Data entries:
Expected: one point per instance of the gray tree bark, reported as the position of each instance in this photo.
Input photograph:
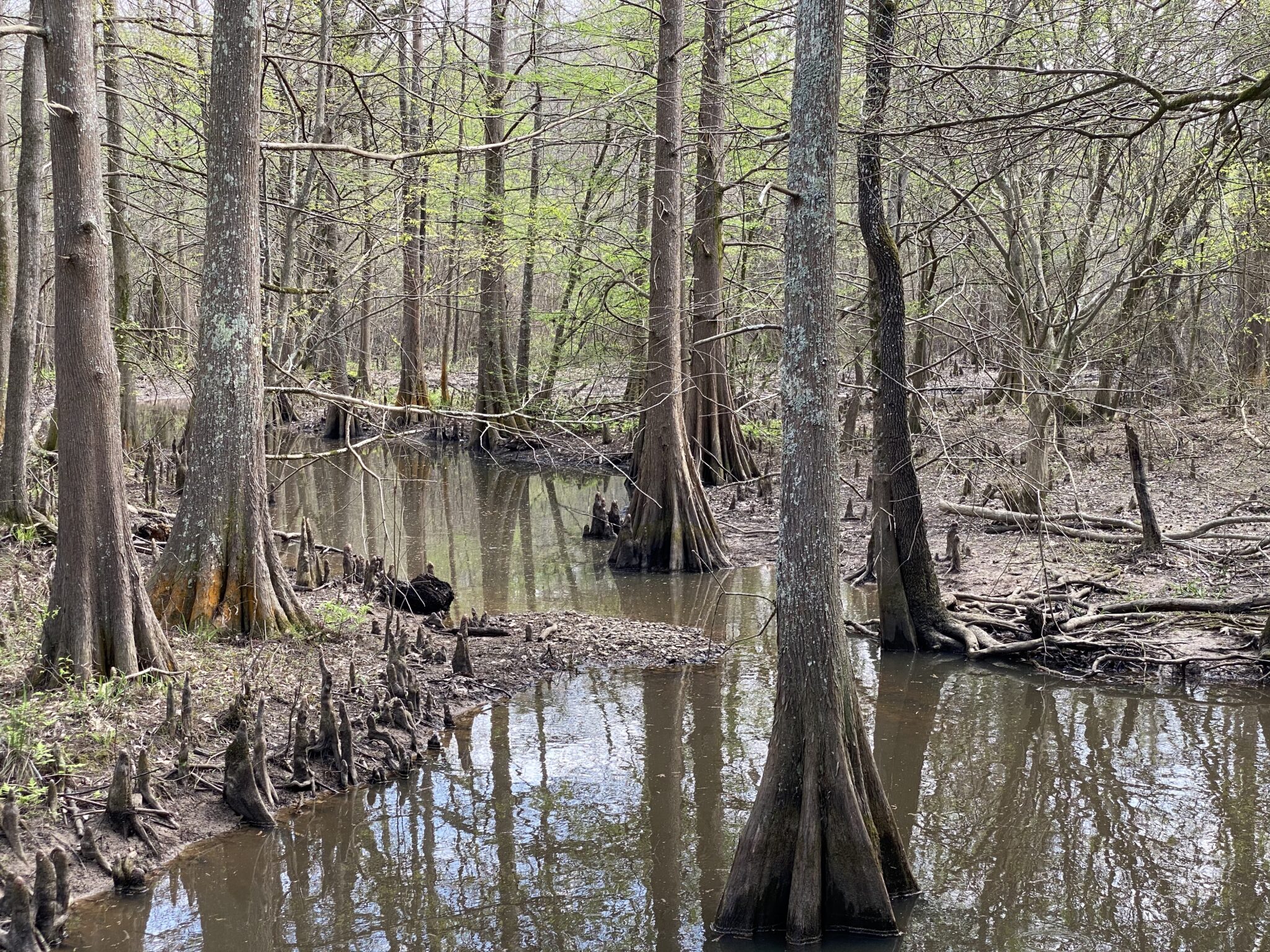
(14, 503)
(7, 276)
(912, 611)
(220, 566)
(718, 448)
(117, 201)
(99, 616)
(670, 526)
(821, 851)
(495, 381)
* * *
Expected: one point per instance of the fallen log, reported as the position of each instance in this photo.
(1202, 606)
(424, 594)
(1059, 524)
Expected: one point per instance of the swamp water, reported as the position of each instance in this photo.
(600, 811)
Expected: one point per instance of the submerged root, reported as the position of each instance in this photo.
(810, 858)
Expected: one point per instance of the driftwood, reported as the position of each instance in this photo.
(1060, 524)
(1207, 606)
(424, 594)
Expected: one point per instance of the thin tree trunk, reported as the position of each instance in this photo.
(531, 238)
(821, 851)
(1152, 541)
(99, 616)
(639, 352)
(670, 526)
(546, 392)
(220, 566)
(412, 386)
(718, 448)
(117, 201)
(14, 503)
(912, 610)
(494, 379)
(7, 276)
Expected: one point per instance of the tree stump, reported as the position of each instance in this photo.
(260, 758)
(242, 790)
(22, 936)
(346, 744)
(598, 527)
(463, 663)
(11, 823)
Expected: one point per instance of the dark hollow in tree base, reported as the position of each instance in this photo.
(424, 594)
---
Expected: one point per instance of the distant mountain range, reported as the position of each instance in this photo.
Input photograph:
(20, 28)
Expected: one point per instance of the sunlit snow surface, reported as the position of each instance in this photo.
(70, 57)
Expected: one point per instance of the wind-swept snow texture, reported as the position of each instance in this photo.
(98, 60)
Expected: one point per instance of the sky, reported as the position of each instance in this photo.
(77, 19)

Exercise description: Select every line in the data entries that contains the string "snow", matching case exactly, and copy each one.

Result below:
Expected: one point per instance of the sunlit snow surface, reported as the position of each instance in this photo.
Expected: one point per instance of the wind-swept snow texture, reported as the position of each instance in this photo.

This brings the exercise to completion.